▸ **Given request**:
Report, copied in full, every line of the rows below that contains the string "wooden" with its case matching. A line whose only match differs in case does not count.

▸ **Extracted material**:
****************************************
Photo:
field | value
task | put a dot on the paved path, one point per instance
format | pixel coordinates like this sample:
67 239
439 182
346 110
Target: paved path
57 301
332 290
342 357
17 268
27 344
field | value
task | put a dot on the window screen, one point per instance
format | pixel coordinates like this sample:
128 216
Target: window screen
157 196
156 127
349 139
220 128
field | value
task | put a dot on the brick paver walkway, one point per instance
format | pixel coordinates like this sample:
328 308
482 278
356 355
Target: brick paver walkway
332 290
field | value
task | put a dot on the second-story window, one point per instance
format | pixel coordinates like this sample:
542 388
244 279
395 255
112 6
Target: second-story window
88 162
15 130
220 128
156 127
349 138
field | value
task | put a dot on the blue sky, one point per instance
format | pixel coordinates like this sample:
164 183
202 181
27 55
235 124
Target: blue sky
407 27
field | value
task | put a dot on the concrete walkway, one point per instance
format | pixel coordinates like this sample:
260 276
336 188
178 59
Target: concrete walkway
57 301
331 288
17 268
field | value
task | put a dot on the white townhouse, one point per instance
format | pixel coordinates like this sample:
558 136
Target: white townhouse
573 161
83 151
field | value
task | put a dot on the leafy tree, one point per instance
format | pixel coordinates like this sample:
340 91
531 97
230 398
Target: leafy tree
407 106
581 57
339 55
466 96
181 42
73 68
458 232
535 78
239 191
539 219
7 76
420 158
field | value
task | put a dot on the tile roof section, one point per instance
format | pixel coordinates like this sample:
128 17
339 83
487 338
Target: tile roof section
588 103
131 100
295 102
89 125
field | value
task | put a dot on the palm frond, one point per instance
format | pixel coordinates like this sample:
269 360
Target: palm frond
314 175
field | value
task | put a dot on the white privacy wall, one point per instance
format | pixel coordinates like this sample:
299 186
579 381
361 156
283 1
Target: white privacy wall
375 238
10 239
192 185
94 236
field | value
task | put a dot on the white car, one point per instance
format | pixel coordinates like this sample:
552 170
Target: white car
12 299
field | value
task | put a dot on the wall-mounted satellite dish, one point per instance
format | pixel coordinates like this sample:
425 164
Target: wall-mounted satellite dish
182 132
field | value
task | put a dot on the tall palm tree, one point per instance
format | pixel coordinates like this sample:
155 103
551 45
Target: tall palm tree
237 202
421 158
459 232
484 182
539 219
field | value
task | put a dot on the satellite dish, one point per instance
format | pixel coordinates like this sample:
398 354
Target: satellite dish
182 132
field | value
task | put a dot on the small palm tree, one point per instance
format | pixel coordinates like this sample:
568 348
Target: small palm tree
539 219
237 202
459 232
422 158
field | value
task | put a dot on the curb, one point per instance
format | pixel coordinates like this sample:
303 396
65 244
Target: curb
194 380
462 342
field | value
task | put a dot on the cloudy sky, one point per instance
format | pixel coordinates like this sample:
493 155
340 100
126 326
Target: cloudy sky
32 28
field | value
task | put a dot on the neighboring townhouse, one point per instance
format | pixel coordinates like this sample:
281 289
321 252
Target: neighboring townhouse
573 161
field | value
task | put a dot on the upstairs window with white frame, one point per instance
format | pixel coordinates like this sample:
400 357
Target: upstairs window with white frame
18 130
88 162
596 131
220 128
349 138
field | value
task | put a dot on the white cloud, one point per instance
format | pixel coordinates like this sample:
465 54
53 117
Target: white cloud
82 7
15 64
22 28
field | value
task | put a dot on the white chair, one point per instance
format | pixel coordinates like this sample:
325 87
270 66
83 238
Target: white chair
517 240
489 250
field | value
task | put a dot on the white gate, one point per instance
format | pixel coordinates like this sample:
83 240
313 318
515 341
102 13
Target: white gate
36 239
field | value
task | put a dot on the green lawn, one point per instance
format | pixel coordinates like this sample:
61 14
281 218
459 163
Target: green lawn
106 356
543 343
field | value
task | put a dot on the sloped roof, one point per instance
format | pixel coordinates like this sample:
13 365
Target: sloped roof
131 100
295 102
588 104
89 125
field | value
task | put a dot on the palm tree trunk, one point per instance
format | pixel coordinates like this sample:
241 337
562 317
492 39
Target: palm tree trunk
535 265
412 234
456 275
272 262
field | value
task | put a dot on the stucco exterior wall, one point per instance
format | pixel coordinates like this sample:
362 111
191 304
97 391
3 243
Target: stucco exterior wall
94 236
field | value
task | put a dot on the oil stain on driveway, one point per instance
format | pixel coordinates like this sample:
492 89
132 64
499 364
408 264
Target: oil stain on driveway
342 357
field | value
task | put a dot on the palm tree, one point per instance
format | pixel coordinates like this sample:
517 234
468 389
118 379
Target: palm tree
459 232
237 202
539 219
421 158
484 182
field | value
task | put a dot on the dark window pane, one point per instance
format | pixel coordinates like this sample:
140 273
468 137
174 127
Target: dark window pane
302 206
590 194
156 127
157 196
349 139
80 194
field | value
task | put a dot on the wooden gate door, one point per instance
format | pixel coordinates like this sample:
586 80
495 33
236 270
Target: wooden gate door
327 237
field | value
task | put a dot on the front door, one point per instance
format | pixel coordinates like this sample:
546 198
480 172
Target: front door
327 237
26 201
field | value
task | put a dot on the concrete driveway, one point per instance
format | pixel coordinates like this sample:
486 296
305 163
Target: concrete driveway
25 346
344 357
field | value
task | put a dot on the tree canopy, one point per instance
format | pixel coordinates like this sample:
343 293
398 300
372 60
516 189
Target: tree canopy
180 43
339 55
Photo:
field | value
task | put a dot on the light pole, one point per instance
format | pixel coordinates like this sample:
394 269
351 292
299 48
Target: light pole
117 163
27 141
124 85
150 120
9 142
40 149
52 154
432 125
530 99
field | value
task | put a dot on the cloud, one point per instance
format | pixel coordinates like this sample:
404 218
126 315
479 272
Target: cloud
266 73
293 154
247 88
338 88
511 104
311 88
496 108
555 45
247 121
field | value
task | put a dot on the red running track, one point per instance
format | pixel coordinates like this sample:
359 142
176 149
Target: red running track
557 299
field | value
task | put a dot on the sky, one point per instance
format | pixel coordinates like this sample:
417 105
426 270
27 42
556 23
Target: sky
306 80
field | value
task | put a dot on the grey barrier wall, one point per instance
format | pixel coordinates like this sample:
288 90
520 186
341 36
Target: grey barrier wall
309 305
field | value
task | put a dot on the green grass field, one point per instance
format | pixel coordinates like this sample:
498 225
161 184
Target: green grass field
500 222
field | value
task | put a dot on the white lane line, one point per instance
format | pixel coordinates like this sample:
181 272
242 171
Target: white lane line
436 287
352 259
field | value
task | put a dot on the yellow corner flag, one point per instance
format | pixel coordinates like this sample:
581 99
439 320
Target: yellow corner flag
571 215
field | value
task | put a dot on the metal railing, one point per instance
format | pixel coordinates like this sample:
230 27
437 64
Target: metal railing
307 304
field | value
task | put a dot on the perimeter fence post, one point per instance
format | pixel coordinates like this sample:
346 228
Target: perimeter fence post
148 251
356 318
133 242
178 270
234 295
****************************************
▸ **Task solution**:
task | put a dot on the wooden gate door, one point per instance
Target: wooden gate door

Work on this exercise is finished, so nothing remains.